[WHAT TO DO] Rewrite every one of the records below, replacing "single dot" with "single point" and keeping everything else unchanged. Leave the pictures out of your version.

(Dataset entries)
━━━━

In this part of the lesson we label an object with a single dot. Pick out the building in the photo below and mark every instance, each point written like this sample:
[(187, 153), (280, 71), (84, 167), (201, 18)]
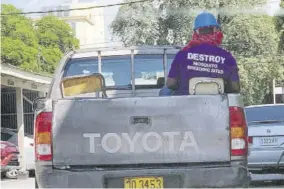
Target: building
[(88, 25)]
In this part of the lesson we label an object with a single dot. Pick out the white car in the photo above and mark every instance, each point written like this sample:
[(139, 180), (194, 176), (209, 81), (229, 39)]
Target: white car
[(10, 135)]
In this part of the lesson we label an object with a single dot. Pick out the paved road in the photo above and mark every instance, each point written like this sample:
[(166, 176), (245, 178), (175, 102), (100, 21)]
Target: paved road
[(29, 183)]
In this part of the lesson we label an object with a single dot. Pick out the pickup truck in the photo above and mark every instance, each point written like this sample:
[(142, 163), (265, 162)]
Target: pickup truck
[(127, 136)]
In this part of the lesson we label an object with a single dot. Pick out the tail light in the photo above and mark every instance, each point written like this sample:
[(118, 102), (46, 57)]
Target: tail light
[(250, 140), (43, 142), (238, 128)]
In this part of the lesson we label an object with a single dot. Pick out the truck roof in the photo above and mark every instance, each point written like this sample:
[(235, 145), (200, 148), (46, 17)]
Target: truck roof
[(264, 105), (112, 51)]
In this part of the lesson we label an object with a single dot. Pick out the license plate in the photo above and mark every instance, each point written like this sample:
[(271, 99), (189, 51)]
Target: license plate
[(144, 182), (269, 141)]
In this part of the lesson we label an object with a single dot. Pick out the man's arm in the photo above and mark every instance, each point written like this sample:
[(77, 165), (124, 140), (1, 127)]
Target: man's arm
[(233, 83), (172, 80), (172, 83)]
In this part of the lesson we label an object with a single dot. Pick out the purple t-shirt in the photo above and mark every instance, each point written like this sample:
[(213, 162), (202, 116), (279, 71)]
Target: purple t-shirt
[(203, 60)]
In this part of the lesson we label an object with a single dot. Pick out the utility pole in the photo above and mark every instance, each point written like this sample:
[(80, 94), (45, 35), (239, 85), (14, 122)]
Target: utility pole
[(274, 95), (38, 58), (220, 6), (21, 133)]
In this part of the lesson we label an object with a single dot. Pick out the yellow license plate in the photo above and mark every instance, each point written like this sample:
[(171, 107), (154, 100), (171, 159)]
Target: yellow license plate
[(144, 182)]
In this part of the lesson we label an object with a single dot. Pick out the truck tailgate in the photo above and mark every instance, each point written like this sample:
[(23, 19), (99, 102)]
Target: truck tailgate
[(181, 129)]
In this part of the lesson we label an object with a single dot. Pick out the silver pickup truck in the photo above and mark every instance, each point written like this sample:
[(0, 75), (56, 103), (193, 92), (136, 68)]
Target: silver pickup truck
[(127, 136)]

━━━━

[SOLUTION]
In this part of the lesson we label an object with a single point. Pick out the building in the photo below and mark every instance, each point written like this sample:
[(187, 153), (280, 71), (84, 167), (201, 18)]
Target: building
[(88, 25)]
In this part of the lesson we label an object with a single point. Pick out the white car in the photo above and mark every instance, each point written like this sample:
[(139, 180), (194, 176), (209, 81), (229, 39)]
Target: white car
[(10, 135)]
In this part of the lesson we label an object with a single point. Pick out the paved road in the photo above and mark every instance, each point written like this sample:
[(166, 176), (245, 178), (175, 102), (100, 21)]
Target: paved road
[(29, 183)]
In this part of the lesson we label an object with a single point. Pick out the pickup truck in the photo above and mark every instance, each point written like this sample:
[(142, 163), (265, 162)]
Target: pickup truck
[(127, 136)]
In this part of the lesson we label an object with a single point. Pick out the tail light in the photo above and mark every instance, each point written like this sample:
[(118, 102), (46, 57)]
Target: tail light
[(250, 140), (43, 142), (238, 128)]
In this part of the lesson we label an object with a single point. Pick out the truck roof in the photo above and mark every instance, each point written like this sample:
[(235, 145), (200, 148), (46, 17)]
Target: truck roof
[(264, 105), (112, 51)]
In this part of the lesson we label an object with a single point. Pick out the license plate in the photo above and mark every instance, each point written like this sample:
[(271, 99), (189, 51)]
Target: license plate
[(144, 182), (269, 141)]
In this part of the lesson we label an object with a single point. Pick out the man's arm in the photo above and mark every instance, each point written like this sample:
[(77, 165), (124, 140), (1, 127)]
Target: man's arm
[(233, 83), (172, 80), (172, 83)]
In this part of the lesson we label an object with a single point. Pick out the purple t-shirt in the photo above and mark every instance, each point written like this sample:
[(213, 162), (202, 116), (279, 71)]
Target: purple t-shirt
[(203, 60)]
In this part of the lesson we label an object with a single point. Pick out the utility pole in the photo above and mark every instance, each point written like this sample:
[(80, 94), (45, 35), (239, 85), (14, 122)]
Target: utility pole
[(274, 95), (38, 58), (220, 6), (21, 133)]
In this part of the lesson we label an object with a single point. Pick out the yellow license plate in the photo above and mark every instance, each point written like this sample:
[(171, 107), (154, 100), (171, 159)]
Target: yellow license plate
[(144, 182)]
In this part of the lesson we label an object with a single point. Pick out the truck tailgate in the photo above and mark every instance, each point written like this sample:
[(23, 19), (99, 102)]
Target: truck tailgate
[(181, 129)]
In this part of the lesson we label an object with a single point. Pick out the silver pickup truck in the photo above and mark every instance, each point written like this sample:
[(0, 75), (56, 103), (193, 92), (136, 68)]
Target: silver pickup truck
[(127, 136)]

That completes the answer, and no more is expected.